DIRECTION:
Please gather every line of the data below that contains the string "blonde". Case counts, so copy only lines where it matches exactly.

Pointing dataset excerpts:
--------------------------------
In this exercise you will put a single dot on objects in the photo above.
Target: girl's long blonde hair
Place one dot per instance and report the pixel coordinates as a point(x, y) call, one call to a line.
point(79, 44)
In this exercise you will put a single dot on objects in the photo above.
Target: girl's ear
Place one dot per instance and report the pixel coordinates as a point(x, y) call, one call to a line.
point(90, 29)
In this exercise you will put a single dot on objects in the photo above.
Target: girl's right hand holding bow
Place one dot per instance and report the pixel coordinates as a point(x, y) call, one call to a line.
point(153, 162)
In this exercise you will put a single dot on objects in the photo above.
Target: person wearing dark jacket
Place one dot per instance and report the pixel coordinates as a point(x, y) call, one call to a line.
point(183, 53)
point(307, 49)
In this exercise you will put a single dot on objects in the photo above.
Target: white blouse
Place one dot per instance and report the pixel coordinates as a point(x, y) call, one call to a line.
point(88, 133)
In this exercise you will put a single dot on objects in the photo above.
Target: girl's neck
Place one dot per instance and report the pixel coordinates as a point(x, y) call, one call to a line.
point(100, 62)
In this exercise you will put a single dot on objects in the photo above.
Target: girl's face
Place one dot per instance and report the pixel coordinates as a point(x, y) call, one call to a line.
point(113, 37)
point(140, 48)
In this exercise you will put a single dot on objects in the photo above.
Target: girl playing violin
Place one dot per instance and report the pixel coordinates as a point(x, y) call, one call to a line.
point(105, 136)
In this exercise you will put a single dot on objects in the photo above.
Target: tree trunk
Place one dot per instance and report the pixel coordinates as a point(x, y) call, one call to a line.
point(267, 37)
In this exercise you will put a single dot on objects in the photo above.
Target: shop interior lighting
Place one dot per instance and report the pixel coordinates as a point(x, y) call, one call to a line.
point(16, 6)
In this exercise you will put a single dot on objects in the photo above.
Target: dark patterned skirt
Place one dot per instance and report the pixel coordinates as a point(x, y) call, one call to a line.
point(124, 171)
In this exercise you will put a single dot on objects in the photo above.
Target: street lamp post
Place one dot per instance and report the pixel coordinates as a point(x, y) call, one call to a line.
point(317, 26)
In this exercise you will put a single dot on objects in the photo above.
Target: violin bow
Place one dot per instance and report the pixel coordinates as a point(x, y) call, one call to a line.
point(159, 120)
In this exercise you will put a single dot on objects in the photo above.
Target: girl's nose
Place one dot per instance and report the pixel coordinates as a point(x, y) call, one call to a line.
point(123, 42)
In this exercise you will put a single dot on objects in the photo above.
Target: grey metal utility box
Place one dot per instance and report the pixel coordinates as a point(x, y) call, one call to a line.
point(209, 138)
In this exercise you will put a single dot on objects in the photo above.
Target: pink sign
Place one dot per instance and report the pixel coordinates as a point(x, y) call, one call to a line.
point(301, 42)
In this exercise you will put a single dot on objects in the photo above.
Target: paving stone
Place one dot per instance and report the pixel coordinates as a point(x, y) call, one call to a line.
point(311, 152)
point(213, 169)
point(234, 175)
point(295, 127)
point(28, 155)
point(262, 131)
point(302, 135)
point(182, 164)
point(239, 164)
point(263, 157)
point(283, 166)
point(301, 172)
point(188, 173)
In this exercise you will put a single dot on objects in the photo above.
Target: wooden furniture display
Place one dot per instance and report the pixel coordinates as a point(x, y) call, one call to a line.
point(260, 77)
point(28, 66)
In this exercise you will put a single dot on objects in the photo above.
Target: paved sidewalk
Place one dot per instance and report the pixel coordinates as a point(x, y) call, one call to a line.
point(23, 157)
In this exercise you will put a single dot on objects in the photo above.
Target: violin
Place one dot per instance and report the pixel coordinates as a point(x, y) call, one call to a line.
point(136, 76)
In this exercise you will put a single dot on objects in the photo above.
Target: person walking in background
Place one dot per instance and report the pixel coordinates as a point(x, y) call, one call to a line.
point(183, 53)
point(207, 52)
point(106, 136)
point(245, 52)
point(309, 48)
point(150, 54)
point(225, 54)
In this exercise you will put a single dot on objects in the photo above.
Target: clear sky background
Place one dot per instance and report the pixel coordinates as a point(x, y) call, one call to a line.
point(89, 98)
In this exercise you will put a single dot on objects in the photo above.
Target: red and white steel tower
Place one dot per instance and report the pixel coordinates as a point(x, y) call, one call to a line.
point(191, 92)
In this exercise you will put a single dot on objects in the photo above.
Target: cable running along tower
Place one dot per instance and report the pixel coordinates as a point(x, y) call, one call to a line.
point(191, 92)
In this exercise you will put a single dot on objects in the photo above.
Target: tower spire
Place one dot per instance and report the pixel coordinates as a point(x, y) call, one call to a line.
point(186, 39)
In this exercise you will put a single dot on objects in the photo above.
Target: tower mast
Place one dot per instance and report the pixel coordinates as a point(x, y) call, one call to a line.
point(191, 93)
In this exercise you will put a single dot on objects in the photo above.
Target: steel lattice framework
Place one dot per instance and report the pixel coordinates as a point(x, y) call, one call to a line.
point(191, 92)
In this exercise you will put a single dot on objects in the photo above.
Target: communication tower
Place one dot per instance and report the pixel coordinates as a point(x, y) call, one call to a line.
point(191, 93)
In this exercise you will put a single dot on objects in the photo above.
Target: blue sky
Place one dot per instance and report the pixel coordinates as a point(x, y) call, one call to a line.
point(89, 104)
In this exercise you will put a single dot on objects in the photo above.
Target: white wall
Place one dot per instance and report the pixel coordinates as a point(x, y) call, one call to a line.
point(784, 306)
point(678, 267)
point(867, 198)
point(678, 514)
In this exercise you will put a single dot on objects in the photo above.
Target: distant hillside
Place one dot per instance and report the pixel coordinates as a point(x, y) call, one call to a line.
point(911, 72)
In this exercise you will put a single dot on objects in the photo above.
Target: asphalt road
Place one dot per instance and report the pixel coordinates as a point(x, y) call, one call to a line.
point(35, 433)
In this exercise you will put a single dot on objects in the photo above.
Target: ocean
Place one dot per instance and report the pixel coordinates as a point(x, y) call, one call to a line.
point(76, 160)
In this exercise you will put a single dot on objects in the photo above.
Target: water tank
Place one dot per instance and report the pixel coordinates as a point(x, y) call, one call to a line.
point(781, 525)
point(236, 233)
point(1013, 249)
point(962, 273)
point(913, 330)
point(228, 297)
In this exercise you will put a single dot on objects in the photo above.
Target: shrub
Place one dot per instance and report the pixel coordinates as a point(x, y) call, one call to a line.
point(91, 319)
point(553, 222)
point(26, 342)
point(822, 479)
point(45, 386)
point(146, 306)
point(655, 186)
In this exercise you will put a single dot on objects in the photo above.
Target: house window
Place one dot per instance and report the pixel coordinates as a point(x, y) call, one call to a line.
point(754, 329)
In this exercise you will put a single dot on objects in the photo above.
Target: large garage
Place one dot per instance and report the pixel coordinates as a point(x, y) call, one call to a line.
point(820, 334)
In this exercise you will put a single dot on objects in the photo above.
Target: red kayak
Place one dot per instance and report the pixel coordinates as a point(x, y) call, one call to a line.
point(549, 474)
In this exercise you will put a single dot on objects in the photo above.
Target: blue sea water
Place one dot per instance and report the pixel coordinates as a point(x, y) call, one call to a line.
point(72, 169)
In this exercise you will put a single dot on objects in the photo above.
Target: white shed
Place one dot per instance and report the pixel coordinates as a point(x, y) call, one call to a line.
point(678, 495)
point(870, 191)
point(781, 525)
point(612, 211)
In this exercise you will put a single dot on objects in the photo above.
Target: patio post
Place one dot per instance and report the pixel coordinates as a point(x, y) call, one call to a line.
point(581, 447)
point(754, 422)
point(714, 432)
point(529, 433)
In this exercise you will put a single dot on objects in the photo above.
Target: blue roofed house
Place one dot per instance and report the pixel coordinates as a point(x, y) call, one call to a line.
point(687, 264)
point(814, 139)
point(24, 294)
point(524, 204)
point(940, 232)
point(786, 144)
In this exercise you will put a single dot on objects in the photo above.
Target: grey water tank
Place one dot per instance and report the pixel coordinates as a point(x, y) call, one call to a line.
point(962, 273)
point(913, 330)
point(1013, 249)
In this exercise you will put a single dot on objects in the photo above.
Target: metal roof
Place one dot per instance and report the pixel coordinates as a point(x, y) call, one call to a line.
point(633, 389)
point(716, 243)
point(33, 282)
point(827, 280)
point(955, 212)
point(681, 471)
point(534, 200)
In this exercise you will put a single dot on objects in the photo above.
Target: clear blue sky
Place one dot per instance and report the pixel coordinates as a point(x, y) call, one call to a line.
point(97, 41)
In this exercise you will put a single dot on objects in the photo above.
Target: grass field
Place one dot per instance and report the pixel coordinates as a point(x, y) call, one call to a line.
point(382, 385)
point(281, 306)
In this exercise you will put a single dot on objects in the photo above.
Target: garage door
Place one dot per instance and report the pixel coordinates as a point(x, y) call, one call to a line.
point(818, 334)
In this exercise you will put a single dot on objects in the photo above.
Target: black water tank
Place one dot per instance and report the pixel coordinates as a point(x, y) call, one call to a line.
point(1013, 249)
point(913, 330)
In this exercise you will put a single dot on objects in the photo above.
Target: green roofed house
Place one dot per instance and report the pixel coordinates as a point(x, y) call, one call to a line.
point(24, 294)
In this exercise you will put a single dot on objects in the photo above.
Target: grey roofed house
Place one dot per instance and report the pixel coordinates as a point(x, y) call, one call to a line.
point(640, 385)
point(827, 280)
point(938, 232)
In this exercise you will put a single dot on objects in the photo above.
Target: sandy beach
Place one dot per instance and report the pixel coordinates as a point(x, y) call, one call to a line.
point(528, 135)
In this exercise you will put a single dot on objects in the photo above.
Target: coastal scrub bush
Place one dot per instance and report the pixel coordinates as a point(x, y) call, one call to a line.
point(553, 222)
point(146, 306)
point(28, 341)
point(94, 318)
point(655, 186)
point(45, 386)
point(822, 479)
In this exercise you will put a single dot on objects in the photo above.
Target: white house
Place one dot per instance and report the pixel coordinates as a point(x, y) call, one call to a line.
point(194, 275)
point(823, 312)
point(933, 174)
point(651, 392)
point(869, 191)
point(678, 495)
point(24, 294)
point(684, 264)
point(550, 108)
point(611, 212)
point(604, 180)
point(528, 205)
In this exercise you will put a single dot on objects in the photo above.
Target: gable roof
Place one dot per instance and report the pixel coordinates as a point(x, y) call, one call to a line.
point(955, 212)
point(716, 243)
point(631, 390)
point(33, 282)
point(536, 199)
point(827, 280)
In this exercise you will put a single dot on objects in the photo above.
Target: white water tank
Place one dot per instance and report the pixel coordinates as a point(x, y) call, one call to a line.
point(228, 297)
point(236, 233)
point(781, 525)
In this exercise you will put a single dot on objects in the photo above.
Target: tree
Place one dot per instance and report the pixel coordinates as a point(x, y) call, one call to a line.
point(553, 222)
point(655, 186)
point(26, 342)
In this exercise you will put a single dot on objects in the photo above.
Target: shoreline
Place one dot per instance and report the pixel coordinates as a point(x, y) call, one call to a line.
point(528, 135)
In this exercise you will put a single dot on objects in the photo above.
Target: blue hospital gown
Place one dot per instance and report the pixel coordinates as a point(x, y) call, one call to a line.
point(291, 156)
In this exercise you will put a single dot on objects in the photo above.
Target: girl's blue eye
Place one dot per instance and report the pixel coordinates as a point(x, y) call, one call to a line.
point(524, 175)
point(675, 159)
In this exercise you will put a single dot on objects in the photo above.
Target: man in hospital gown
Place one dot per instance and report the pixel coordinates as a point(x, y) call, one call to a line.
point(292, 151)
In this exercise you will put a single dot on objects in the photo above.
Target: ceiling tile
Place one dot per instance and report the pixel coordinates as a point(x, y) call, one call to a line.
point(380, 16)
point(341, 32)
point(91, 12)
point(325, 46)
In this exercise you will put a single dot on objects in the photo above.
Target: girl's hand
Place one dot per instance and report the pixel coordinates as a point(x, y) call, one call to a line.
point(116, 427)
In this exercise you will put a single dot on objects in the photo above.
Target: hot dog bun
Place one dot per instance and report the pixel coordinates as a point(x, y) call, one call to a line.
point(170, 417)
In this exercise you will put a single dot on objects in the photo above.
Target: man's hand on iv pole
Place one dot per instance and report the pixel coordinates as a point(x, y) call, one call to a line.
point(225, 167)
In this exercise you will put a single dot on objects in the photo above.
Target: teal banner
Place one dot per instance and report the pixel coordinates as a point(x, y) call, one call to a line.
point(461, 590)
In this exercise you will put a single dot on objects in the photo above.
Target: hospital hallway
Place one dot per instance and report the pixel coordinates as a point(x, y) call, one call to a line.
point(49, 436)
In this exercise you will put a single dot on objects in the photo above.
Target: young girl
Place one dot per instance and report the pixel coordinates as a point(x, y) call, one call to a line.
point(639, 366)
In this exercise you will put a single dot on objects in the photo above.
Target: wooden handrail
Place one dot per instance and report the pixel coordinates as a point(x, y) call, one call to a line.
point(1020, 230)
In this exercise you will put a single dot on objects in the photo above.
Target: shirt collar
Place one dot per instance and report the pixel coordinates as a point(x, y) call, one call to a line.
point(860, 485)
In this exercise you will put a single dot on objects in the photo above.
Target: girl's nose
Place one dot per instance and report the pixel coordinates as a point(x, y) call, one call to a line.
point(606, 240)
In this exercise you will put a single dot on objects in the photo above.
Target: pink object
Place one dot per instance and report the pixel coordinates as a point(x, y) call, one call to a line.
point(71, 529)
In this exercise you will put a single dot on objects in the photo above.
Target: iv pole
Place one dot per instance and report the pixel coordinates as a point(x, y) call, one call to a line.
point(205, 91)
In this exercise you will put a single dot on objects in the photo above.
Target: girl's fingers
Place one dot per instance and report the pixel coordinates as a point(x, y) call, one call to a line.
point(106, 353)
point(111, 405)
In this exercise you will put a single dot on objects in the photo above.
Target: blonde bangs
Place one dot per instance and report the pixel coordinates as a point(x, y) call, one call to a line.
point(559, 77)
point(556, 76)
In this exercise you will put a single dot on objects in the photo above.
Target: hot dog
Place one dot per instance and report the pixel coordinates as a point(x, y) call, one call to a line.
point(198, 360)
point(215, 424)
--------------------------------
ANSWER FOR THE TASK:
Target: girl's long blonde hair
Target: blonde bangs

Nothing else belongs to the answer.